# How to keep the nice light oak colour....



## NikNak (1 May 2020)

Good afternoon guys.... hope you're all well and staying safe  

I (we) decided that the dining room table needed a bit of ummm attention. Nothing wrong with it physically, just the colour. The varnish or what ever it is they put on furniture these days has gone all orangey over time, due to the UV light landing on it(?). 

So... take it all apart and off i go to the bat cave and sand it back to bare wood... 60-80-120-180-240 grits (hammer) and H O U R S later i'm very happy with all my efforts so far.

Now... as its oak (and bloomin' evvy :shock: ) it looks gorgeous in my (our) eyes as it is, a nice 'white oak' colour, but accept that its not very practical to leave it bare as it'll soon get grubby and probably greasy too. 

I've recently done our bookcase, also oak, and again gorgeous when first sanded. I used Briwax clear wax on it. Feels silky smooth. However, even the clear wax has darkened the wood quite considerably from the freshly sanded colour.

Needing to put some sort of finish on the table, what can i put on it to protect the wood (everyday wiping with a damp cloth etc) to keep the lovely light/white oak colour.... any suggestions.? Or is it a case of 'its oak so what ever you put on it the wood will darken'..?


----------



## Phil Pascoe (1 May 2020)

https://www.wood-finishes-direct.com/pr ... l-raw-3044


----------



## gregmcateer (1 May 2020)

As Phil says, but it will still darken. 
If you are desperate to keep it that natural colour and not darken it at all, could you get a piece of toughened glass for it?


----------



## MikeG. (1 May 2020)

Water-based lacquer.


----------



## Fitzroy (1 May 2020)

I didn’t like the Osmo Raw on oak, it gave an unnatural look. I ended up using Polyvine Decorators Varnish Satin on a set of shelves I made.






It’s a water based acrylic finish. It kept the wood pretty light and also gives a good level of protection. 

Fitz.


----------



## AESamuel (1 May 2020)

Either a water based varnish or osmo raw. Get a tester pot of each and do some samples.


----------



## Droogs (1 May 2020)

If you are prepared to put in the work, time and effort once a year, you could try a soap finish. Very popular at one time in the Scandi nations. 
https://www.woodshopnews.com/columns-bl ... ure-finish


----------



## Jonathan S (1 May 2020)

http://www.cedria.es/index.asp?proces=p ... 44&lang=en



Sent from my SM-J530F using Tapatalk


----------



## custard (4 May 2020)

Data —
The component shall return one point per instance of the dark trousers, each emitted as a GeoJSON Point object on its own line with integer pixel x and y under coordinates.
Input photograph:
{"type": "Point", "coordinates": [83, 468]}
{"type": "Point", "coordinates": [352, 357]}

Set of tasks —
**A.** In the oak finish thread, which product did NikNak use on the oak bookcase?
**B.** List every sanding grit that NikNak names in the oak finish thread.
**C.** Transcribe word for word the part of the oak finish thread that opens with the words containing "As Phil says, but" and closes with "glass for it?".
The listing comes from a separate source.

Solution set —
**A.** Briwax clear wax.

**B.** 60, 80, 120, 180, 240

**C.**
As Phil says, but it will still darken. 
If you are desperate to keep it that natural colour and not darken it at all, could you get a piece of toughened glass for it?